TEXT TO READ
## Begin
Up to 80 per cent of the work with an AI project is collecting and preparing data – labelling is a big part of it, as is removal of duplicate data.
As more and more AI solutions come on stream, research firm Cognilytica expects the market for data preparation to reach $1.2 billion by 2023 from $500 million in 2018. With data labelling an indispensable part of AI, especially for autonomous vehicles, object and image recognition, as well as text and image annotation, the marketshare of third-party data labelling providers is also expected to grow from $150 million to $1 billion over the same period.
Most large corporations are turning to companies such as iMerit, Hive (both with offices in India and the US) and Figure Eight that specialise in data labelling and are employing hundreds of thousands of people in developing countries around the world, says Abidi.
Taking a sliver of the pie dominated by big data labelling companies and sub-contractors are entrepreneurs such as Kolasseri who directly serve clients across the world. What’s more remarkable is how such companies are changing the locality they are set in by providing employment to low-skilled workers.
In a place such as Kumaramputhur tucked away in the municipality of Mannarkkad with mainly rubber plantations where the youth look towards the Gulf for employment, Infolks offers jobs with remunerations comparable with IT hubs such as Bengaluru.
“About 80 per cent of our employees are straight out of college,” says Kolasseri. “We train and provide them with jobs that they can only get in metros such as Bengaluru or Kochi. Around 50 per cent of our employees are from Mannarkkad, 30 per cent from my district, Palakkad and the rest from other parts of Kerala.”
Kolasseri did consider moving to a Special Economic Zone to avail of the tax benefits, but when he came to know that he would have to reinvest the capital in the SEZ itself, he dropped the plan.
“My focus is not only to make my company grow but also transform my viIlage. I want to bring world-class working environment and better pay to my village. We have bought land in Changaleeri to construct our own building that can accommodate 1,000 employees in real time providing jobs to 2000 employees in shifts. Within two to three years, imagine the growth and development a company employing 2000 workers will bring to my village.”
## End
GIVEN RECORDS
## Begin
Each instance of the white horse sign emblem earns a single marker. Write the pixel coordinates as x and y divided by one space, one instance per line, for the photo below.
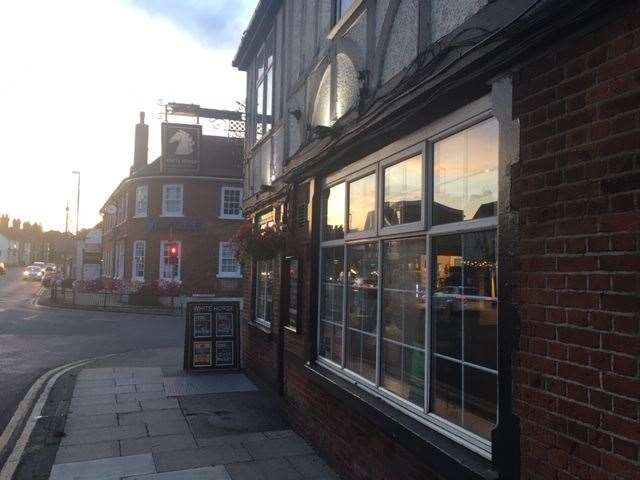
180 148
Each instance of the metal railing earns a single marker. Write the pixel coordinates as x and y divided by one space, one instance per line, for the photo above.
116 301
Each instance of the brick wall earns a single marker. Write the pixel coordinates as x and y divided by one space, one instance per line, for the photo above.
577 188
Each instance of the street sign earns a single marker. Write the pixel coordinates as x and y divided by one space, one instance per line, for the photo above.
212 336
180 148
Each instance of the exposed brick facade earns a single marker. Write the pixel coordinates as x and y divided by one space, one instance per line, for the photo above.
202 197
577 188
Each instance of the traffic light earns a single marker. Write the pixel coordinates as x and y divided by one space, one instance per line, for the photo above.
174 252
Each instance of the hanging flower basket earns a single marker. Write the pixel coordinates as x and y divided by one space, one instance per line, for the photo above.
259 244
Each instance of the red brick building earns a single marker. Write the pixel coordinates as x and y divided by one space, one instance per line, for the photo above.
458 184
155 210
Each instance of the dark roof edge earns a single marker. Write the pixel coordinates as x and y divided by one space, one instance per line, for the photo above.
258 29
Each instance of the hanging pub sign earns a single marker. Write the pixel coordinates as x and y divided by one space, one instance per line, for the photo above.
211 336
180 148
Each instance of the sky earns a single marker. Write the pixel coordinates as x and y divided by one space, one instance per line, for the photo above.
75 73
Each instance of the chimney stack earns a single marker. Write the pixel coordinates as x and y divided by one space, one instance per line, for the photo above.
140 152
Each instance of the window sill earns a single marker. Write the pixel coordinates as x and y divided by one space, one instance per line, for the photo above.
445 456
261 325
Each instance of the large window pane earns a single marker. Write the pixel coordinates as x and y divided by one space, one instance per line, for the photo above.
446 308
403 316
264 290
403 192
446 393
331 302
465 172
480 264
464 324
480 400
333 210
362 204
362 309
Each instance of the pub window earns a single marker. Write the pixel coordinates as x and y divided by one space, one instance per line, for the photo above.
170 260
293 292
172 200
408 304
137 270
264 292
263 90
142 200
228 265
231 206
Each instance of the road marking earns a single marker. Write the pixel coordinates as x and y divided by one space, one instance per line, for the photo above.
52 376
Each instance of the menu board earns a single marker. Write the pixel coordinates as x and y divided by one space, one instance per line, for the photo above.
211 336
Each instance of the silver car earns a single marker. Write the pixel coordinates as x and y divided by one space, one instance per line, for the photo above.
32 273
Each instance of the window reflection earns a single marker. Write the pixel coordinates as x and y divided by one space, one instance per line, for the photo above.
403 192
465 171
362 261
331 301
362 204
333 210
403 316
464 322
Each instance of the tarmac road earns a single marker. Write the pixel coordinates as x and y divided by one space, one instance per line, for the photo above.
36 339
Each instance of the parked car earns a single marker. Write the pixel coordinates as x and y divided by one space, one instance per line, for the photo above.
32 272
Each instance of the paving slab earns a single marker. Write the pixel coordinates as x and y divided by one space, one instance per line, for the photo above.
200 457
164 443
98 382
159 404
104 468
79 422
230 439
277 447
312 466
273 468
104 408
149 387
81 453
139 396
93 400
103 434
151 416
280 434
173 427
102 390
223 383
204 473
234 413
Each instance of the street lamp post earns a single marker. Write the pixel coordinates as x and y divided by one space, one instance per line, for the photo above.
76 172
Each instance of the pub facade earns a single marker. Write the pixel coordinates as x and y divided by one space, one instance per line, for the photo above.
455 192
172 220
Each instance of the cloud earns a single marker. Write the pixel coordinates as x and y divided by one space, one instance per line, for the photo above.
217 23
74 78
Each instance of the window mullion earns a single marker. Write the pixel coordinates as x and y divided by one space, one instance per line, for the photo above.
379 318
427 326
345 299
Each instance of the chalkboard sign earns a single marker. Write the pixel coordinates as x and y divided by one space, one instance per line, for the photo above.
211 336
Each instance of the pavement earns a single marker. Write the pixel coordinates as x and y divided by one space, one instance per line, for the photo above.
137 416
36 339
## End
GIVEN TASK A
Quote the data labelling article from "Kolasseri did consider" up to and including "dropped the plan.".
GIVEN TASK B
Answer these questions using the data labelling article.
(i) What size does Cognilytica expect the data preparation market to reach by 2023?
(ii) According to Kolasseri, what share of the employees come straight out of college?
(iii) In which place has land been bought for the company's own building?
GIVEN TASK C
Write the next part of the data labelling article, picking up after its final sentence.
The listing is separate material and does not belong to the data labelling article.

TASK ANSWER A
Kolasseri did consider moving to a Special Economic Zone to avail of the tax benefits, but when he came to know that he would have to reinvest the capital in the SEZ itself, he dropped the plan.

TASK ANSWER B
(i) $1.2 billion
(ii) About 80 per cent
(iii) Changaleeri

TASK ANSWER C
Lesson learnt
But it hasn’t always been smooth sailing for Infolks. Lack of entrepreneurial experience among the top management, led by Kolasseri, his brother Muneer and friend Navas Thazhathethil, brought the company to a standstill last year. “I learnt my lesson the hard way that a company shouldn’t rely on a single client when the project from the German client ended,” says Kolasseri. For the next phase in the project, the client needed someone with more than 2,000 people, which Infolks couldn’t provide.
Stuck with 100-110 employees with no projects in hand, it was time for Infolks to start afresh. Realizing his mistake, Kolasseri set about putting in place a vision and a mission for his company, establishing all the relevant departments a tech start-up should have including business development. Today Infolks counts Fortune 100 companies such as Daimler among its clients.
Despite the access clients have to the abundant, and independent, microworkers crowdsourcing services offer, Kolasseri is optimistic about the future.
“Many of the annotating companies in India use crowdsourcing,” he says. “They have annotators across the world working on their platforms. The main problem here is that the data is not secure - we are sharing the data with their personal computers in their homes.
“And in my experience, for big clients, the first priority is data security, then comes quality and pricing.
As data security becomes a main concern, clients would start looking for companies with in-house employees to ensure security.
“As data security becomes a main concern, clients would start looking for companies with in-house employees to ensure security. Even crowdsourcing annotating companies are now looking for partners with data security and in-house employees to meet the requirements of international clients.”
However, this situation, ripe for the picking, too may not last for long. Abidi says new and future technology may allow machine learning to happen without the need for labelled data or enable machines to self-learn. “Tools are being developed that help with data annotation, e.g. first layer is annotated by machines and humans help validate the labelling done by machines.”
Until then, it’s up to companies such as Infolks to make a killing.